— Start DATA PROVIDED —

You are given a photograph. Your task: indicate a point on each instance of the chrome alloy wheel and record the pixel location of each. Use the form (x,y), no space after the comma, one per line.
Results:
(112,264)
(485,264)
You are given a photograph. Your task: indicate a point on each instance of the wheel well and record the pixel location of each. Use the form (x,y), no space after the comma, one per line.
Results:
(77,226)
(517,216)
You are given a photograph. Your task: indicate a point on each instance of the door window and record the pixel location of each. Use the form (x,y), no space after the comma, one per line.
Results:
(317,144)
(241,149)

— End DATA PROVIDED —
— Start DATA PROVIDED —

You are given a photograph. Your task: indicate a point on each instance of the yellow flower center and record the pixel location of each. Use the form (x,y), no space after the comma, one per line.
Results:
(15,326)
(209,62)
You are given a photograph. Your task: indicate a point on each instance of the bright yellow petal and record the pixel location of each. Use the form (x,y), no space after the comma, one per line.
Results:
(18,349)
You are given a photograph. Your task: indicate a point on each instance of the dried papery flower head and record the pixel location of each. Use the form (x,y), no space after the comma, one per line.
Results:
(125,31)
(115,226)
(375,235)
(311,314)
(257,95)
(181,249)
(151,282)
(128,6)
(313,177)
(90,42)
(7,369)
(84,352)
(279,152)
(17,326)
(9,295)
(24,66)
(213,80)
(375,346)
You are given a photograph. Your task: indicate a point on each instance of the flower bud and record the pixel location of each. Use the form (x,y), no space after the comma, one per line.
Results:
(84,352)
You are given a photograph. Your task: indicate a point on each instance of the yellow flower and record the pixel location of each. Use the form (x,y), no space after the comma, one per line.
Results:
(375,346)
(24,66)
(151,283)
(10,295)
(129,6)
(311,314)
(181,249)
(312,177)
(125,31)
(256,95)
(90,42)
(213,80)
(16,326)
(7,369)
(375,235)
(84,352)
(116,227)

— End DATA PROVIDED —

PROBLEM DESCRIPTION =>
Pick out each line in the rows above that contains the word "location", and copy every such line in full.

EXERCISE RESPONSE =>
You are given a photograph. Your task: indicate a point on each instance of the chrome alloy wheel and record the pixel location of each. Use the form (x,y), no space after the comma, one per line.
You are given a photograph. Your task: indicate a point on each instance of the wheel well and record the pixel location of each. Use the form (x,y), no space after the comma, one per line.
You are given a photograph. Your task: indicate a point on each instance of the door window and record the pixel location of each. Use the form (x,y), no space after the comma, one per line.
You are given a photograph. Your task: indicate a point on each instance of the yellow flower center and record the pixel location of each. Use the form (x,y), no space after the comma, one per line.
You are given a photograph. Your task: indicate a point on each instance of the bright yellow petal and record the pixel location of each. Use the form (x,y), no space after the comma, one per line.
You are given a photograph. Your task: indicate a point on each instance of the dried papery flower head and record the pixel location of each. Use the form (x,y), no space after the comma, one per line.
You are given a photograph. Your task: indicate a point on each instance of the flower bud and record the pixel location of each. Use the form (x,y), no space after the comma, one per line.
You are given a photograph. Your task: indicate a point on each instance of the yellow flower and record the pixel location of each. Use the form (x,y), no space after the comma, one per line.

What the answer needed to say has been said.